**Task goal**
Present the lines of the listing below, from the line containing "identify the stainless" up to and including the line containing "180], [147, 294]]", as a Markdown table with a Row column for the row number and an Entry column for the line, omitting any blank lines.
☆ ☆ ☆ ☆ ☆
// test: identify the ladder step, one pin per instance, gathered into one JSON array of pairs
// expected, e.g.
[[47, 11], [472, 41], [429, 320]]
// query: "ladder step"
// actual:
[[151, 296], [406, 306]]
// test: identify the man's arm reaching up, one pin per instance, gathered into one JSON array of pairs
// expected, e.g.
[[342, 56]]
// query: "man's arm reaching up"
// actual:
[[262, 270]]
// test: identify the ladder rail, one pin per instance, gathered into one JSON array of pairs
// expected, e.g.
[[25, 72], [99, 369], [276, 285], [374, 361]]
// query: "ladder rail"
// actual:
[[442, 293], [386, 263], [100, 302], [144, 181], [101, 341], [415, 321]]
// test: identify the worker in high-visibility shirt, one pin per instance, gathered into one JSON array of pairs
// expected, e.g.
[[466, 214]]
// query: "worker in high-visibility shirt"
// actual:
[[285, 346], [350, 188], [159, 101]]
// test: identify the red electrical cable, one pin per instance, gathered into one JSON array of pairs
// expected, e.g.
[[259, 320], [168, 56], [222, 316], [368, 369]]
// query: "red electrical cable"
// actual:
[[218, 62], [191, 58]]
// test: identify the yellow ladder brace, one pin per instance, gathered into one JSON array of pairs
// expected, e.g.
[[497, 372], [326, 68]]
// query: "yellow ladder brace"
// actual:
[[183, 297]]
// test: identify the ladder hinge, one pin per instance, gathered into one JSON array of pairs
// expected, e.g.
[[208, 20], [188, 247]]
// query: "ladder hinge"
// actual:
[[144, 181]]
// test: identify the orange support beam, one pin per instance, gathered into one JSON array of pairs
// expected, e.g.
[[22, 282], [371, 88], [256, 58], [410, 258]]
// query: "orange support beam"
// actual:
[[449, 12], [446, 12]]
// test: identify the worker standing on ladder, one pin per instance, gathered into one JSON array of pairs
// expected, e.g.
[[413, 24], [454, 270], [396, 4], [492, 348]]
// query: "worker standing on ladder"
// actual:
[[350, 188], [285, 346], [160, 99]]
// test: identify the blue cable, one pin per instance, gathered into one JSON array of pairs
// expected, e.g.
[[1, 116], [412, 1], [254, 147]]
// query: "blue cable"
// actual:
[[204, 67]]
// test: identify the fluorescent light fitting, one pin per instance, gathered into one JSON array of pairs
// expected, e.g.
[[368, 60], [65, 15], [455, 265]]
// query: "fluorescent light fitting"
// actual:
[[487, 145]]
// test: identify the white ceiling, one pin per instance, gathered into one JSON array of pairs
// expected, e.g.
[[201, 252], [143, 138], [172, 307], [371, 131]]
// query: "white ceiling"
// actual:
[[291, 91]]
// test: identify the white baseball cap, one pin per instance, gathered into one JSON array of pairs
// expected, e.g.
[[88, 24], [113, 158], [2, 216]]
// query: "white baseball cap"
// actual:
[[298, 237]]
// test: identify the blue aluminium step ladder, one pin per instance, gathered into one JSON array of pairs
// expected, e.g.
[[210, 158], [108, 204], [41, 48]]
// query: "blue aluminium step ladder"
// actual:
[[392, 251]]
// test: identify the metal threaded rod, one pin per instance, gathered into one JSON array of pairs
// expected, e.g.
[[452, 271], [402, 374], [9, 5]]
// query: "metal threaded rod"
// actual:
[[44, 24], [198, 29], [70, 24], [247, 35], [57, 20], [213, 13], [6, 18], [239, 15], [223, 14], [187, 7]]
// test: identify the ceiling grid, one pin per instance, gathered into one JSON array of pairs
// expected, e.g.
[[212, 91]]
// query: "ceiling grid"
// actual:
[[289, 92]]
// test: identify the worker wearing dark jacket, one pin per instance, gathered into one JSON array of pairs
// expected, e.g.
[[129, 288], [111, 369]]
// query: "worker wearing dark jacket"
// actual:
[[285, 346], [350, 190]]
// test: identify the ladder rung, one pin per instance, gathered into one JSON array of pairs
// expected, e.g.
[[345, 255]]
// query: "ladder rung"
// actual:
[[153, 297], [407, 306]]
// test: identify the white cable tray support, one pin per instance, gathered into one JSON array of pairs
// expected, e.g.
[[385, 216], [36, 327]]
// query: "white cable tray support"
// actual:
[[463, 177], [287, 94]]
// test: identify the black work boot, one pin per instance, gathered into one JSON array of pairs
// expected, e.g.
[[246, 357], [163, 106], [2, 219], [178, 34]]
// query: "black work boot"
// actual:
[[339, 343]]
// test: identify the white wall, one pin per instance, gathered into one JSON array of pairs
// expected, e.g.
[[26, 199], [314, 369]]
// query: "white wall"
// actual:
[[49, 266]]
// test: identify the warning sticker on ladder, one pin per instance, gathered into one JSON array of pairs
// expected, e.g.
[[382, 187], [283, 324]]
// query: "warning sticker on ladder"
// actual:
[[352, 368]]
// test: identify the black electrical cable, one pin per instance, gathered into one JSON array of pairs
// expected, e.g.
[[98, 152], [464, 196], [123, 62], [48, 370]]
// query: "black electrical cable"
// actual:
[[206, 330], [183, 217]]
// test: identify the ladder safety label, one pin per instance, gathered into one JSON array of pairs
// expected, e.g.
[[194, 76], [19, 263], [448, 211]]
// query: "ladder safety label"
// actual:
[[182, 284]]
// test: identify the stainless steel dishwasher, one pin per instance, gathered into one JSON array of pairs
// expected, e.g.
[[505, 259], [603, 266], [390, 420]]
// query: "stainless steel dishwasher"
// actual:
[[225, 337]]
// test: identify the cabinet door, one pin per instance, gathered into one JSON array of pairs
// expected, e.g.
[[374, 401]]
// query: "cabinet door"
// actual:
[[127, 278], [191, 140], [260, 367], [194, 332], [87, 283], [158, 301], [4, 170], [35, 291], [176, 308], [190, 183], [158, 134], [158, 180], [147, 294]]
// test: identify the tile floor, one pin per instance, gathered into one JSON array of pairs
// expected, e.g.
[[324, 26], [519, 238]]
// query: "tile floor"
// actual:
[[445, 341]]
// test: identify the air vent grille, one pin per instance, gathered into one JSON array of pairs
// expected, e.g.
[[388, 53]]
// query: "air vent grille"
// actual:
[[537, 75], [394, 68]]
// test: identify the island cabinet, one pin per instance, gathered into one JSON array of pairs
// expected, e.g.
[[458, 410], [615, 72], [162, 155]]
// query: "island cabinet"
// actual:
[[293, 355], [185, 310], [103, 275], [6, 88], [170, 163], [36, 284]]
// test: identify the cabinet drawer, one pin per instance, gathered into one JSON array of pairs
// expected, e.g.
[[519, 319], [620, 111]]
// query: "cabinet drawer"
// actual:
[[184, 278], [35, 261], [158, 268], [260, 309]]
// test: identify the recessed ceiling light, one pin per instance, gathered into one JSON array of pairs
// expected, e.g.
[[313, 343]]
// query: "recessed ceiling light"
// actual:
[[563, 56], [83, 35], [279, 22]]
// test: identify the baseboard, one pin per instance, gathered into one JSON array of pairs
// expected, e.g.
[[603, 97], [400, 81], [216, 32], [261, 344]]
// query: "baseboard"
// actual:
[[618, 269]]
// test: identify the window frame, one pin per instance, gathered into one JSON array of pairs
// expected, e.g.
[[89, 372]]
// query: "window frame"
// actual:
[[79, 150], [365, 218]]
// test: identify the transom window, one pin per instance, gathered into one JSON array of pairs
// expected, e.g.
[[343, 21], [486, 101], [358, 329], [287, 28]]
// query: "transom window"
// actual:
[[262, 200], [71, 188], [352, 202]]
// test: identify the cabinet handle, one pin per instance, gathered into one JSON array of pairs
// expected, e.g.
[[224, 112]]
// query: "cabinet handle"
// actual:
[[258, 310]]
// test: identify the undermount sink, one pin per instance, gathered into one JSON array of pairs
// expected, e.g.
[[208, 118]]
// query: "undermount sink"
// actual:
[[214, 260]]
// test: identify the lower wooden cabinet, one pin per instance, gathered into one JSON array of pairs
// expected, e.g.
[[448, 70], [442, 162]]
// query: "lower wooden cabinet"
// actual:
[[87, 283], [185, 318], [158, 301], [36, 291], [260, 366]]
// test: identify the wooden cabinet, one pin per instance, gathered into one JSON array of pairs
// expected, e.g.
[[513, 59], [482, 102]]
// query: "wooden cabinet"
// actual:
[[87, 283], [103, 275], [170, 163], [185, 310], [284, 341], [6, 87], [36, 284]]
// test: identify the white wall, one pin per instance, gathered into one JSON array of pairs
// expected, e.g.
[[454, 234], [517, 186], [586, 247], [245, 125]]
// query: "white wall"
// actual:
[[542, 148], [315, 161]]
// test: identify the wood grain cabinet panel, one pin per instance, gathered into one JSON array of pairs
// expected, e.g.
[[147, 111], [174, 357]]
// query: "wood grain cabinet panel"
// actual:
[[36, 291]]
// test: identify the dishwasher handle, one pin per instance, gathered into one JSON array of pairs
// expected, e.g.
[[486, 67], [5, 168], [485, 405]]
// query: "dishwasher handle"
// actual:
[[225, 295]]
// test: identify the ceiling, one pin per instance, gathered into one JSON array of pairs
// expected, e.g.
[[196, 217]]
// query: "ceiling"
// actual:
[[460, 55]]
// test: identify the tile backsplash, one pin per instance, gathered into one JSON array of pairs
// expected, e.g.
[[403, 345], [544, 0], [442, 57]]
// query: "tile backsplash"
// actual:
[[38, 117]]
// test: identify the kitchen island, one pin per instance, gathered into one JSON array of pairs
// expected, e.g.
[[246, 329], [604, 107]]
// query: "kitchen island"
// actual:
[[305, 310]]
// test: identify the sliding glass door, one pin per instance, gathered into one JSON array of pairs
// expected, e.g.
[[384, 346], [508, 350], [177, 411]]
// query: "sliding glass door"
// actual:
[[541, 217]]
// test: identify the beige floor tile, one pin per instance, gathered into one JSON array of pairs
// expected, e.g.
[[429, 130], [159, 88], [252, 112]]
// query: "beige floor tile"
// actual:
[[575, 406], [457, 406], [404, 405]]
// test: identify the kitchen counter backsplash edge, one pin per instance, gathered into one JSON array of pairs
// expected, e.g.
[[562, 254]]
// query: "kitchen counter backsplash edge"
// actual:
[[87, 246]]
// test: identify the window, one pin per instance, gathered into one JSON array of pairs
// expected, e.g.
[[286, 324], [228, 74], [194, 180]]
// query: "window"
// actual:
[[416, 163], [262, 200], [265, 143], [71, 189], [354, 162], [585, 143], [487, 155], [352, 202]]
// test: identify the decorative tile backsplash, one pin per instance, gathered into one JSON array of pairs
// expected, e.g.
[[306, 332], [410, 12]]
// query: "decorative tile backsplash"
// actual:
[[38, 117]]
☆ ☆ ☆ ☆ ☆
**Result below**
| Row | Entry |
|---|---|
| 1 | // test: identify the stainless steel dishwasher, one pin per instance, gathered into one JSON array of pairs |
| 2 | // expected, e.g. |
| 3 | [[505, 259], [603, 266], [390, 420]] |
| 4 | // query: "stainless steel dishwasher" |
| 5 | // actual: |
| 6 | [[225, 337]] |
| 7 | // test: identify the cabinet door, one pin per instance, gathered into one JSON array of pairs |
| 8 | // expected, e.g. |
| 9 | [[374, 401]] |
| 10 | // query: "cabinet door" |
| 11 | // actual: |
| 12 | [[127, 278], [191, 140], [260, 367], [194, 332], [87, 283], [158, 301], [4, 170], [35, 291], [176, 308], [190, 183], [158, 134], [158, 180], [147, 294]] |